### Required task
Rewrite all the records below with "benchmark" swapped for "test set" and everything else unchanged. Leave the pictures out.

### Data entries
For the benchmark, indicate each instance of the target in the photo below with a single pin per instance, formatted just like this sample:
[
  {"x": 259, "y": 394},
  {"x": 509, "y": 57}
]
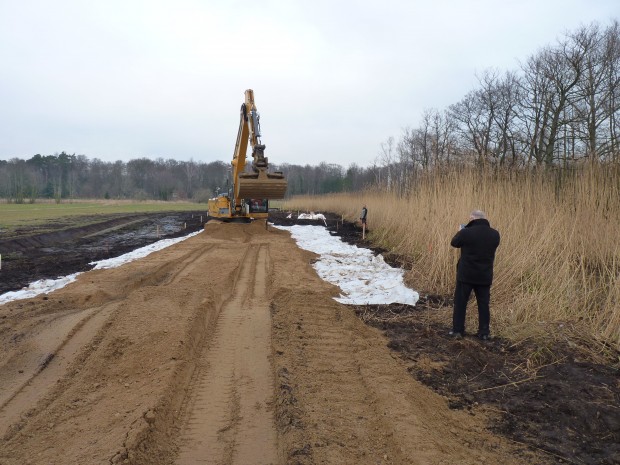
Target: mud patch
[
  {"x": 69, "y": 245},
  {"x": 547, "y": 394}
]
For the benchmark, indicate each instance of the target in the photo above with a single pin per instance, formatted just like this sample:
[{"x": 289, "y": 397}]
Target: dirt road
[{"x": 223, "y": 349}]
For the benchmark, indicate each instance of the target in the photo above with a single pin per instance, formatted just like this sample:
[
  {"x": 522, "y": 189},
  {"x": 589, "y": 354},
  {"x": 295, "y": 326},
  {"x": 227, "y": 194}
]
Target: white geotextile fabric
[{"x": 363, "y": 277}]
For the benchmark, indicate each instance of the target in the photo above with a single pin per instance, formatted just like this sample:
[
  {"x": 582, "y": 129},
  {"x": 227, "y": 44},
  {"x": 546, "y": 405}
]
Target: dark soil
[
  {"x": 549, "y": 396},
  {"x": 65, "y": 246}
]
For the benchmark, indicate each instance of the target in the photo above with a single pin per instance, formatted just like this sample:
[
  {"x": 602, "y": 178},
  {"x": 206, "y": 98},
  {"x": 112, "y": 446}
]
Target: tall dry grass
[{"x": 559, "y": 258}]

### Result for this task
For the test set, indicate each instance of the target in the photo below with a single pin per instance, formatted just like this sample:
[
  {"x": 259, "y": 394},
  {"x": 509, "y": 57}
]
Target: mud patch
[
  {"x": 69, "y": 245},
  {"x": 547, "y": 394}
]
For the test set, indicate each instance of the target in the photo above with a single pin per instance, formatted just like this sample:
[{"x": 289, "y": 397}]
Target: dirt road
[{"x": 223, "y": 349}]
For the test set, indicate each instance of the target in the photo above with a single pin per instance, formatted just like this sample:
[
  {"x": 522, "y": 189},
  {"x": 589, "y": 354},
  {"x": 295, "y": 326},
  {"x": 227, "y": 194}
]
Target: white geotextile fabric
[{"x": 363, "y": 277}]
For the test set, indicate each instance of the target in the photo above with a single pin per instance, formatted just like this sample:
[
  {"x": 582, "y": 129},
  {"x": 227, "y": 44},
  {"x": 546, "y": 405}
]
Target: dark soil
[
  {"x": 549, "y": 396},
  {"x": 65, "y": 246}
]
For the test set, indicate each instance of the target in the photo above with a single pin per instance, formatted just like this sample:
[
  {"x": 602, "y": 178},
  {"x": 206, "y": 98},
  {"x": 112, "y": 446}
]
Target: tall dry grass
[{"x": 559, "y": 258}]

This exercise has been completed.